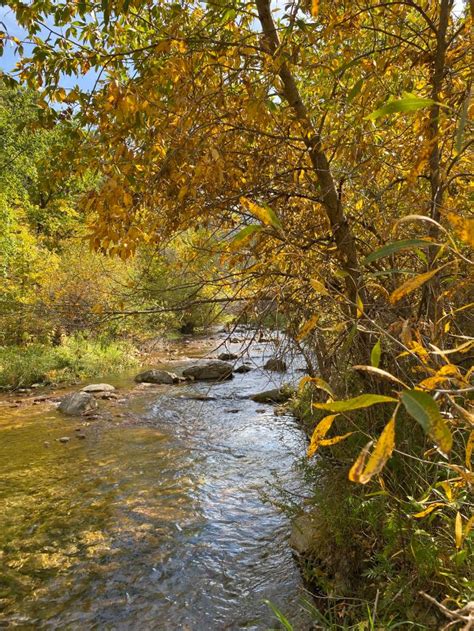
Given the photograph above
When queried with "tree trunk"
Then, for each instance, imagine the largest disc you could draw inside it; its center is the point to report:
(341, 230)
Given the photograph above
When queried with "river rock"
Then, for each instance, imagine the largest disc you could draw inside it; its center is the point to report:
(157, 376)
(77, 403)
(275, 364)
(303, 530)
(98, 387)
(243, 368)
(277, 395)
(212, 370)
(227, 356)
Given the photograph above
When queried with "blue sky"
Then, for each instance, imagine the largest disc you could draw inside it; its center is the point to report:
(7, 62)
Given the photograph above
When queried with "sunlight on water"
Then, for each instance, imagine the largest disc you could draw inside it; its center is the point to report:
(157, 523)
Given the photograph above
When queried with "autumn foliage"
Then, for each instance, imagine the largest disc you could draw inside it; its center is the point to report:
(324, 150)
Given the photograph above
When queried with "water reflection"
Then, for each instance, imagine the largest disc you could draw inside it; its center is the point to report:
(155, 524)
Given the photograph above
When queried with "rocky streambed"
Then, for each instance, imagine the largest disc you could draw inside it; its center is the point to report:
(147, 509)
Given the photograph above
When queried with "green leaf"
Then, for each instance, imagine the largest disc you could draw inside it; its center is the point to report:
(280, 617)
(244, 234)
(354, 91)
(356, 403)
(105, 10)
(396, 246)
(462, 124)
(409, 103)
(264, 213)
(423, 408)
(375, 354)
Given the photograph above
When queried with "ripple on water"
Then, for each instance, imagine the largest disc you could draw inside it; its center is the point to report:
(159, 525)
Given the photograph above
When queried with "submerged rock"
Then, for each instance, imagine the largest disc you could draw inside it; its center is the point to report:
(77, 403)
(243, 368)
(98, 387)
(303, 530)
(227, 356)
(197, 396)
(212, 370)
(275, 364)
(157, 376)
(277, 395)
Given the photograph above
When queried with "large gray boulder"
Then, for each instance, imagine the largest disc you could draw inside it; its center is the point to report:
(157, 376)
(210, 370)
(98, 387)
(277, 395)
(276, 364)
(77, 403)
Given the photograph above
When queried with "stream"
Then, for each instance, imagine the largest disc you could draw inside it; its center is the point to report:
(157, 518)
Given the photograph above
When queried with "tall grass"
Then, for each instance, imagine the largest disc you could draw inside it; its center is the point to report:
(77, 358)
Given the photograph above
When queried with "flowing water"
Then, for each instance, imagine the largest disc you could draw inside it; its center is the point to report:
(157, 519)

--

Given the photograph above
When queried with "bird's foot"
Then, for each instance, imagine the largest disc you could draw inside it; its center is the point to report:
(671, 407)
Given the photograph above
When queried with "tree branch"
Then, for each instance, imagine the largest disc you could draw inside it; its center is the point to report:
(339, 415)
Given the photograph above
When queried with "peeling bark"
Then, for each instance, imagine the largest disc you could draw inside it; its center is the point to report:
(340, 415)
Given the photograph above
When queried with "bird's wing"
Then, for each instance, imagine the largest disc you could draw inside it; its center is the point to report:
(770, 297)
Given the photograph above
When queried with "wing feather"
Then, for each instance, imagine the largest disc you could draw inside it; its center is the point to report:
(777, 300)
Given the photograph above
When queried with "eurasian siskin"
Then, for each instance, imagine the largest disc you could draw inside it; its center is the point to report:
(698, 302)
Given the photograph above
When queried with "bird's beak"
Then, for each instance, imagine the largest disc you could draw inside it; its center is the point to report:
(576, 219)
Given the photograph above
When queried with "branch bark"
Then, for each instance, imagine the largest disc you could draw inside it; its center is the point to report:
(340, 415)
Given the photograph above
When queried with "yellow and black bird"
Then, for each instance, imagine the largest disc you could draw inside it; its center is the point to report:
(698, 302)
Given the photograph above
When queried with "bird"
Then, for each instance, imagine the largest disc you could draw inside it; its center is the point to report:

==

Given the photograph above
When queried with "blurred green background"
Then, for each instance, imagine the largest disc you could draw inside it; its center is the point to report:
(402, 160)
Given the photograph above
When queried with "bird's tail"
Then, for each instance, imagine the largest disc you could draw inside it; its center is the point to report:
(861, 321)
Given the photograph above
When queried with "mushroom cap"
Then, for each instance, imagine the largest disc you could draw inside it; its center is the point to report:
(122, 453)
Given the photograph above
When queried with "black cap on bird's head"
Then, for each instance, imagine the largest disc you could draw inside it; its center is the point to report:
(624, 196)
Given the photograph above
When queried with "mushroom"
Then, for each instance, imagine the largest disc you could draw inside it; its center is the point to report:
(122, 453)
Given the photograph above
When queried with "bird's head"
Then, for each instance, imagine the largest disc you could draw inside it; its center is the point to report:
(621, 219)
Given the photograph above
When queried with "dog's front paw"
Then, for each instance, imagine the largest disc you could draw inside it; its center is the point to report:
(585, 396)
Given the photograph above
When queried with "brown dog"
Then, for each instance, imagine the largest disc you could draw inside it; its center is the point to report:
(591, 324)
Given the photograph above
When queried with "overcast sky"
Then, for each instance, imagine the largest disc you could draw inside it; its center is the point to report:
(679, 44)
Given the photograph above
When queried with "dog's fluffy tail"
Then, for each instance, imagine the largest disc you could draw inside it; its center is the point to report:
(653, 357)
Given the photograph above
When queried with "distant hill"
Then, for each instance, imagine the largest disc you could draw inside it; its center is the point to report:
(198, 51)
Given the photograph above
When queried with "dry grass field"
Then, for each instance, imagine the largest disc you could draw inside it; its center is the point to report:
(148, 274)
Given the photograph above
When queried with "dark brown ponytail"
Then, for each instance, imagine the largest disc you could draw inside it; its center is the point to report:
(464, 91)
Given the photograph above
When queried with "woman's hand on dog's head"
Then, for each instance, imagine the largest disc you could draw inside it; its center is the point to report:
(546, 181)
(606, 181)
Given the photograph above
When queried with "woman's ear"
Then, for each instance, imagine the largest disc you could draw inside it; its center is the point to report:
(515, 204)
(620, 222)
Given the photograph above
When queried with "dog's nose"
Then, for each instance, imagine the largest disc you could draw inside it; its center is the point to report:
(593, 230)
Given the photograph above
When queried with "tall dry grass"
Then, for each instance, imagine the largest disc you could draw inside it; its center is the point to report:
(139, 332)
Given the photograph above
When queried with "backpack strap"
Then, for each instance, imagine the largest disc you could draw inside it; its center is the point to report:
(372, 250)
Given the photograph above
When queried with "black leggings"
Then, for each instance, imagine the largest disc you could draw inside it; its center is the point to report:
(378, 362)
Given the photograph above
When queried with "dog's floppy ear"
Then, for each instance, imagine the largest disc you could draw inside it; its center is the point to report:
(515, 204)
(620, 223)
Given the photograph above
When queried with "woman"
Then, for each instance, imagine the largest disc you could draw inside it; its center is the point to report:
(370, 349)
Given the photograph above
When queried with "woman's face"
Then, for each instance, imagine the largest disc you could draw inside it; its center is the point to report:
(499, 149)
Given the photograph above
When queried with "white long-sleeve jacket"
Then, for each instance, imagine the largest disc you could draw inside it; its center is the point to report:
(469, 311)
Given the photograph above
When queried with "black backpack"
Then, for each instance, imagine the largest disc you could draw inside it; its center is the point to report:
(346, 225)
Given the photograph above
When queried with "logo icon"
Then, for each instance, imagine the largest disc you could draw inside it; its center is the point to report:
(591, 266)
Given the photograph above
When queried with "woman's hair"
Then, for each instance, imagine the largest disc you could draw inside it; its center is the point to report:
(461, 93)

THE TASK:
Please find every line in the items above that contains the word "grass", and copy each of those lines.

RESULT OF THE EXERCISE:
When queried with "tall grass"
When queried with "dry grass field"
When queried with "tall dry grass"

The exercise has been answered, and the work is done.